- **PROMPT**
Please rewrite every line of the listing below as a numbered list, skipping blank lines and leaving the pictures out.

Extracted records:
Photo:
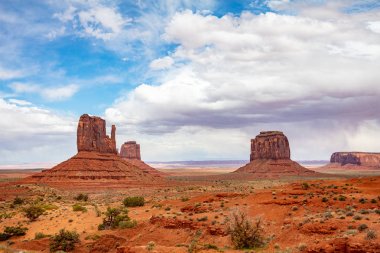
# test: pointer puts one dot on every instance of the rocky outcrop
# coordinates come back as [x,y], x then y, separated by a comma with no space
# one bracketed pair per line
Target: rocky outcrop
[356,158]
[270,145]
[130,150]
[270,157]
[91,135]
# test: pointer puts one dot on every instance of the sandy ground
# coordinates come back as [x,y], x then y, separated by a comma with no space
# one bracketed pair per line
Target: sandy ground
[298,215]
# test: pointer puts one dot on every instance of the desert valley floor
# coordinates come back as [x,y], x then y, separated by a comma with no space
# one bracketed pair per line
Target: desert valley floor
[191,210]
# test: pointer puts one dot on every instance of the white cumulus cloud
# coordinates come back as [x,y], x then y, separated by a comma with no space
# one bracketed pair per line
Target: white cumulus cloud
[299,73]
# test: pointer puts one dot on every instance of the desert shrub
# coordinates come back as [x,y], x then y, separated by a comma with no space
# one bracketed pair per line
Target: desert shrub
[114,216]
[184,199]
[40,235]
[302,246]
[245,233]
[134,201]
[81,197]
[204,218]
[18,201]
[127,224]
[150,246]
[4,236]
[15,231]
[210,246]
[79,208]
[49,206]
[342,198]
[33,212]
[371,235]
[64,240]
[362,227]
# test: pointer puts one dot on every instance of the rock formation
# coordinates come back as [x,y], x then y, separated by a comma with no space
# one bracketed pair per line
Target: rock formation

- **PROBLEM SOLUTION**
1. Photo:
2. # test: pointer puts one dot on every instance of the rocky outcrop
3. # coordinates come back as [x,y], x then y, separated by a comma with no space
4. # one bracketed pair per line
5. Target: rocky outcrop
6. [356,158]
7. [270,145]
8. [130,150]
9. [270,157]
10. [91,135]
11. # test: pointer puts one dot on every instance of the sandy ground
12. # coordinates come back as [x,y], x then y, separated by a comma with no space
13. # one bracketed pair per line
14. Target: sandy ground
15. [298,215]
16. # test: pointer puts one dot on every instance of the desert valley floor
17. # coordinates come back as [x,y], x then y, separated by a comma with no space
18. # one bracketed pair per line
19. Target: desert valley floor
20. [191,210]
21. # test: pointer puts one dot on every instance of the white cumulus cloud
22. # coordinates come back as [x,y], x then y, separated by a comma with no space
23. # one bracketed pair per line
24. Target: white cumulus cloud
25. [299,73]
26. # test: pointer puts one dot on every instance of the desert shrub
27. # coordinates come back as [x,y], x then y, separated by a comma with no space
28. # one bracketed pair per line
29. Target: desert shrub
30. [114,216]
31. [184,199]
32. [40,235]
33. [302,246]
34. [245,233]
35. [134,201]
36. [81,197]
37. [204,218]
38. [18,201]
39. [127,224]
40. [150,246]
41. [4,236]
42. [15,231]
43. [210,246]
44. [79,208]
45. [49,206]
46. [342,198]
47. [33,212]
48. [371,235]
49. [64,240]
50. [362,227]
51. # test: pointer puts one dot on every instance of the rock formation
52. # coordinates come back as [x,y], x then y, separated by a comma with no space
53. # one bracketed pair per line
54. Target: rock formation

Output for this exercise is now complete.